What to work on =
a – In the jsoup forum answer, what does the selector tr td:eq(1) look for inside each tr element?
b – Extend the jsoup forum answer, starting right after its final sentence.
# START OF Document text
Proper solution shouldn't involve regex but XML/HTML parser like jsoup.
With this tool your code could look like:
Document doc = Jsoup.connect("http://bacula.nti.tul.cz/~jan.hybs/ada/").get();
Elements personel = doc.select("tr td:eq(1)");
for (Element person : personel){
System.out.println(person.text());
}
select("tr td:eq(1)")
tries to find all tr
elements, and inside them td
whose sibling index is equal to 1 (counting from 0). So if one tr
has 3 td
elements the middle one will be indexed with 1 and that is what we ware after.
Element#text()
returns text which selected Element will represent, like <td><a link="foo"> bar </a></td>
will be printed as bar
in browser (with link decoration) and that is what text()
will return.
But if you really MUST use regex (because someone is threatening you or your family) then one of ideas is not to focus on content itself, but on context which guarantees that content will be there. In your case it seems like you can look for <a href="/zamestnanec/SOME_NUMBER">CONTENT</a>
and select CONTENT
.
# END OF Document text
# START OF Record extracts
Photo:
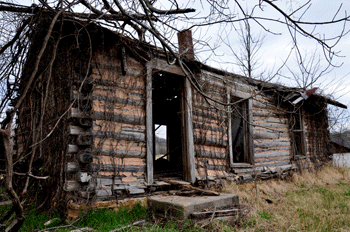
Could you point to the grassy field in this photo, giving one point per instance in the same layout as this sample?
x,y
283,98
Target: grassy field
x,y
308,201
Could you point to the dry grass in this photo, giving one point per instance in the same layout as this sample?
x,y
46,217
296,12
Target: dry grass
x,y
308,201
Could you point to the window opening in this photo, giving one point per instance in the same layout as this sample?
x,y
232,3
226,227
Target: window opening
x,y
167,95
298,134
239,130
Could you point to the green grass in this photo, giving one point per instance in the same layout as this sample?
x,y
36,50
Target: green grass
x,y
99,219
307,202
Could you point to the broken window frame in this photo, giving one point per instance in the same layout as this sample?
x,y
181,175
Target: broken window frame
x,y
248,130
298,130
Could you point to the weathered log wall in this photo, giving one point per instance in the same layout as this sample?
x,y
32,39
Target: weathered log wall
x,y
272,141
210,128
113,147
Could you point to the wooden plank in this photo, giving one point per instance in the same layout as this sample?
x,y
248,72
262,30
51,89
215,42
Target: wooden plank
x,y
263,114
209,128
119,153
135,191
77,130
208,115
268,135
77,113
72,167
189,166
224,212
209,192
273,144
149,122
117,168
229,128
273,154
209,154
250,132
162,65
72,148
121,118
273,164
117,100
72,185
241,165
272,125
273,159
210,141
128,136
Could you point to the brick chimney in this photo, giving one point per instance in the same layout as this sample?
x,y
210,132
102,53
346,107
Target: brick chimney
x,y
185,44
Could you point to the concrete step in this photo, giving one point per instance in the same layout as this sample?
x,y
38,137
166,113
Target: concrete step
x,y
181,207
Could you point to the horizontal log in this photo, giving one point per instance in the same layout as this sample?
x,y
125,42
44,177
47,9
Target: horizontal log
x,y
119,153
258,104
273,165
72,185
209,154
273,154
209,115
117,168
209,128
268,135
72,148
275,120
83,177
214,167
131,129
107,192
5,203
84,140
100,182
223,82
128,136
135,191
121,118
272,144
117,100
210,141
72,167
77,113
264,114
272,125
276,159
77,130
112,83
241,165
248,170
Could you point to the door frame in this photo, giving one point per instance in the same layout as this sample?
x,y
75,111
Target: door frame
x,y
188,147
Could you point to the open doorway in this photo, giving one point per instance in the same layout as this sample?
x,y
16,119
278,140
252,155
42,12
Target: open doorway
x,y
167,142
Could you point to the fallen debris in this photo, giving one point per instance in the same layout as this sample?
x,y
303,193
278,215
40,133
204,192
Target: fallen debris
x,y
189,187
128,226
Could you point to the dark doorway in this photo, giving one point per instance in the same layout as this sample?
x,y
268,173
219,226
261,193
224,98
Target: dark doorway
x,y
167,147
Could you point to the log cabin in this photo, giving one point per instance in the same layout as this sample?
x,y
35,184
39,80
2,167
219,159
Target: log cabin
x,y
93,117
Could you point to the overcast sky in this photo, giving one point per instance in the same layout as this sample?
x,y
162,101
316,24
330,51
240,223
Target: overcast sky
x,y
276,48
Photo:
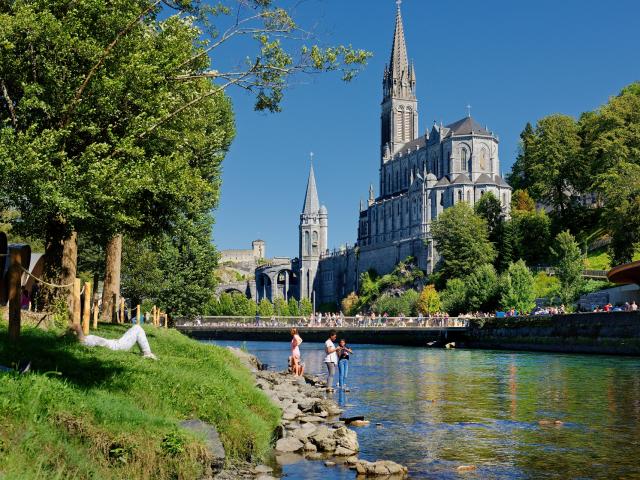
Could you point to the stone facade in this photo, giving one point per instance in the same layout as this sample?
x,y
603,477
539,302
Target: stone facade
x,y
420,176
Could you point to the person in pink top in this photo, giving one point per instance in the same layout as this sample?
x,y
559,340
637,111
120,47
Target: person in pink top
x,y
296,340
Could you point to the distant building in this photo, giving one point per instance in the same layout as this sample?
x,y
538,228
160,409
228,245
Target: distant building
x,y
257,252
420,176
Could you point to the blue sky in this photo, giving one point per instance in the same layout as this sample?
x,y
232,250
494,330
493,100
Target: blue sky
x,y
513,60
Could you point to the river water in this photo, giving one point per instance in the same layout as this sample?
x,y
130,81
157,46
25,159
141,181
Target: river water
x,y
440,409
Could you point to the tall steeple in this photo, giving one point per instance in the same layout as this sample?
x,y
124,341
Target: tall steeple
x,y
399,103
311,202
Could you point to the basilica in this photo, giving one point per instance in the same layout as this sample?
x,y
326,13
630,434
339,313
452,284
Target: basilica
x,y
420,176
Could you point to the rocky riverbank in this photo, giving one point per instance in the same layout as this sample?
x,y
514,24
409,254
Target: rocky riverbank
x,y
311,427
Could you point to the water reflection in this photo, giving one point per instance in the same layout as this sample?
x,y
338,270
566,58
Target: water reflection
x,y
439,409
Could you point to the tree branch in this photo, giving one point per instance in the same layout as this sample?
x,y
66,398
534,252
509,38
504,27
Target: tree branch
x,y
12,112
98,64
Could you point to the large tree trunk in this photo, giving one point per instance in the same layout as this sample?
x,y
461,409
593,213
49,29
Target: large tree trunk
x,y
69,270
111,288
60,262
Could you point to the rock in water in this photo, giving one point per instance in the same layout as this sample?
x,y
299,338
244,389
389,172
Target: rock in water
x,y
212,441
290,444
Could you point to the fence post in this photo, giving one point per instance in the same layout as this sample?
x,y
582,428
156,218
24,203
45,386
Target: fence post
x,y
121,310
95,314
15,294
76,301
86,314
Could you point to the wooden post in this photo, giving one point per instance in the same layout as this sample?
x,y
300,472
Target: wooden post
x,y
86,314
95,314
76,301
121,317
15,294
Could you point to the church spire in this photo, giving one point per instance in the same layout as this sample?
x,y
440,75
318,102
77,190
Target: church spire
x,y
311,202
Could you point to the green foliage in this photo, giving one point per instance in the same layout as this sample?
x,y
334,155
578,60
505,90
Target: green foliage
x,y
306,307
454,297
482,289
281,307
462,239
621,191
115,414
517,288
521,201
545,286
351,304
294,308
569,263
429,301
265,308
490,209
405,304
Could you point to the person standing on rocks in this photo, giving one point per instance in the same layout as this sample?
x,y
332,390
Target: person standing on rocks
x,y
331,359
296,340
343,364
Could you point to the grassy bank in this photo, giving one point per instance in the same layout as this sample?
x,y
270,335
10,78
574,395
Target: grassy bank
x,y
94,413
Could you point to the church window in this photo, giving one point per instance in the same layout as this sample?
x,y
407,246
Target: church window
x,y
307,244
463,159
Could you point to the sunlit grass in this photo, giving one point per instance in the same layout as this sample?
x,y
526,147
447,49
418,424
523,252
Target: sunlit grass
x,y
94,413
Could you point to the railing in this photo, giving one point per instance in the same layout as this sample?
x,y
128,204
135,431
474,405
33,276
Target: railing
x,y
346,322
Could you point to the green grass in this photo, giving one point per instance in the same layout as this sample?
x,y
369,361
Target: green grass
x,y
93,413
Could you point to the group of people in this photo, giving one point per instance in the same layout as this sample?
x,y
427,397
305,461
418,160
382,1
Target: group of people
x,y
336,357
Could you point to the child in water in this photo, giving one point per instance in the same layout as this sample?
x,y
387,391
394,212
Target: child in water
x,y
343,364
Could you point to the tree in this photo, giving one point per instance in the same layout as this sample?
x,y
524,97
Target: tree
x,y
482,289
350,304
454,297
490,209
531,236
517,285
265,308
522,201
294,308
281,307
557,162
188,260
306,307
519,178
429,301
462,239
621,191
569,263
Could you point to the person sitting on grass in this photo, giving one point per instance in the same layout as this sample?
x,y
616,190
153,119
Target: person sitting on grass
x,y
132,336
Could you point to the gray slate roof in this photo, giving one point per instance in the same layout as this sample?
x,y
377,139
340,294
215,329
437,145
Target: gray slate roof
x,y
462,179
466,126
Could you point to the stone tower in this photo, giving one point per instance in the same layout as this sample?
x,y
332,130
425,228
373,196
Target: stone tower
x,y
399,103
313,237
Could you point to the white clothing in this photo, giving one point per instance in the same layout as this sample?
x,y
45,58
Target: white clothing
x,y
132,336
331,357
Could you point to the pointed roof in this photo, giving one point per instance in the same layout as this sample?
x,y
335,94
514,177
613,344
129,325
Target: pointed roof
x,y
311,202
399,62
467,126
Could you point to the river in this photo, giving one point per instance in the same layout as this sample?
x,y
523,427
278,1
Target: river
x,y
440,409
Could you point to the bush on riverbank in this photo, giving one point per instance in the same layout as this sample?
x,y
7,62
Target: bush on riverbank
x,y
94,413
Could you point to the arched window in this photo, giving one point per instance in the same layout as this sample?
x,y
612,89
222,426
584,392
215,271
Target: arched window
# END OF Record extracts
Solved problems =
a – The td element whose sibling index is 1, counting from 0, which is the middle one when a row has three td elements.

b –
So your regex can look like
String regex = "<a href=\"/zamestnanec/\\d+\">(.*?)</a>";
and all you will need to do is extract content of (.*?)
(which is group 1).
So your code can look something like
String regex = "<a href=\"/zamestnanec/\\d+\">(.*?)</a>";
Pattern p = Pattern.compile(regex);
Matcher m = p.matcher(yourHtml);
while(m.find()){
System.out.println(m.group(1));
}
?
in (.*?)
makes *
reluctant, so it will try to find minimal possible match. This code will most likely work without that ?
since .
by default can't match line separators, but if your HTML would look like
<a href="..">foo</a><a href="bar">bar</a>
then (.*)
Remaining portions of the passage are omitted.